GIVEN REQUEST: Rewrite the records that follow, replacing each occurrence of "screen" with "image" and leaving everything else unchanged. Omit the pictures from your output.

DATA FOR THE TASK:
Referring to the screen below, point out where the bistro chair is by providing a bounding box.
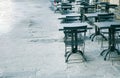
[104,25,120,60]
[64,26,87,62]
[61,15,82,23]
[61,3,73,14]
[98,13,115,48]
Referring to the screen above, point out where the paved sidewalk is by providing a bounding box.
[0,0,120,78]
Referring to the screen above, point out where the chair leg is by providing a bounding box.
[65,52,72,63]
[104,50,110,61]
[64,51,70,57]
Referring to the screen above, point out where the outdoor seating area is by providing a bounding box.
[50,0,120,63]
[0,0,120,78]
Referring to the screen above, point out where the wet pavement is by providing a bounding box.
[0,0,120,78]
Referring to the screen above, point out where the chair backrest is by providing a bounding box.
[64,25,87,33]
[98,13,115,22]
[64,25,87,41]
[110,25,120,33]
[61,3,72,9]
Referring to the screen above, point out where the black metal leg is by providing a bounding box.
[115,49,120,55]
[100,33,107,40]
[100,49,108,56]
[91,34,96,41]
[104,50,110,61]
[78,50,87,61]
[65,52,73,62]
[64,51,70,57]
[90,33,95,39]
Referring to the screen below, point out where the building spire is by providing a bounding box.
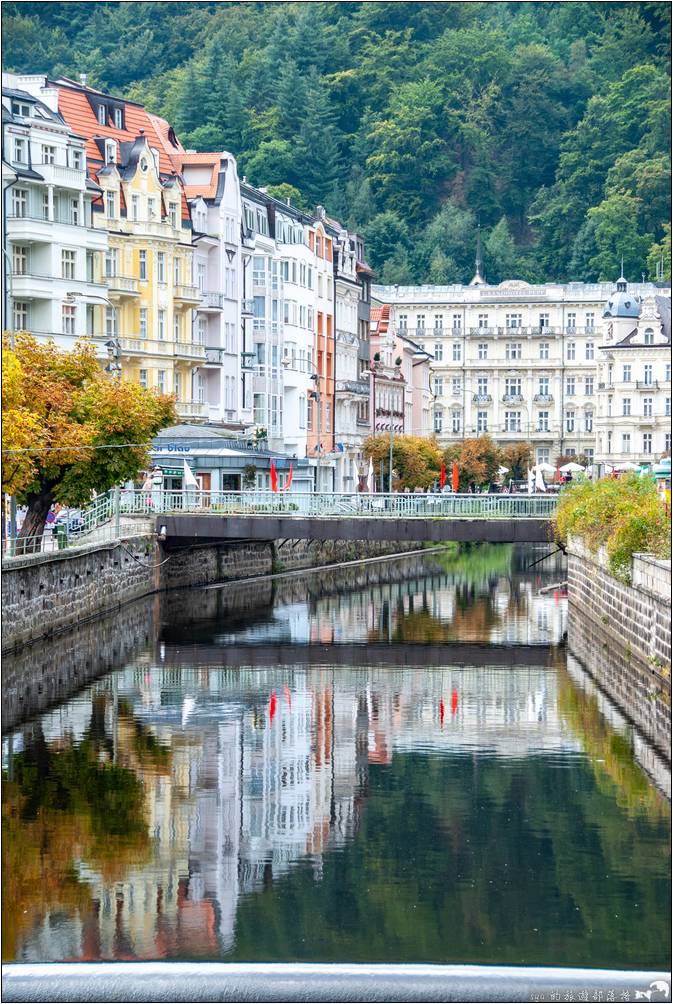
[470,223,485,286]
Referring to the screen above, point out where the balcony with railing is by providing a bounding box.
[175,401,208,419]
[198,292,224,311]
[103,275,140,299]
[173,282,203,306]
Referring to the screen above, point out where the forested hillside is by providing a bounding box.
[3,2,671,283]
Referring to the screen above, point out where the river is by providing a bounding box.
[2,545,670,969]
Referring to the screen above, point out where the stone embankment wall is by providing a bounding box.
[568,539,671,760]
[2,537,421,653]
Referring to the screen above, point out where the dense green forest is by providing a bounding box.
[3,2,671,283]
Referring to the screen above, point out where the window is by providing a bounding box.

COMPLETED EXERCISE:
Referring to the image below, point out where the bistro chair is by providing a bounding box.
[104,25,120,60]
[64,26,87,62]
[61,15,82,23]
[61,3,73,14]
[98,13,115,48]
Referring to the image above, point out where the paved sidewalk is by providing a bounding box.
[0,0,120,78]
Referring to the image above, point out where the chair leg is by providing a bounding box.
[65,52,72,63]
[104,50,110,61]
[64,51,70,57]
Referring to the image above, point out where the outdoor seating area is by providing a bounding box.
[50,0,120,63]
[0,0,120,78]
Referring to the image above, point out where the wet pavement is by providing a bounding box.
[0,0,120,78]
Referring to the image above, point out where the chair backrest is by providing a bounding box.
[64,25,87,33]
[98,13,115,22]
[64,25,87,41]
[110,25,120,33]
[61,3,72,9]
Referring to the image above, point out where the black metal leg is by providing a bounding box.
[115,49,120,55]
[100,33,107,40]
[100,49,108,56]
[91,34,96,41]
[104,50,110,61]
[78,50,87,61]
[65,52,73,62]
[64,51,70,57]
[90,33,95,39]
Referring to the image below, point out where the building spire is by providing a bounding box.
[470,223,485,286]
Referring to the image above, point out where the balcony with railing is by providing a bounding box.
[175,401,208,419]
[198,292,224,311]
[103,275,140,299]
[173,282,203,306]
Referring to the image above, point out where the forested hillside is by providing a bounding box.
[3,2,671,283]
Referring to the image above, point out where the river is by providing a bounding box.
[2,545,670,969]
Referring to the image above, point out where the stone embankment wall is by providing a bounding box.
[568,539,671,760]
[2,537,421,653]
Referring to the image above, point out where the dense green forest is by providing a bounding box.
[3,2,671,283]
Referring to the image above, point out where the window is by providing a bounding box.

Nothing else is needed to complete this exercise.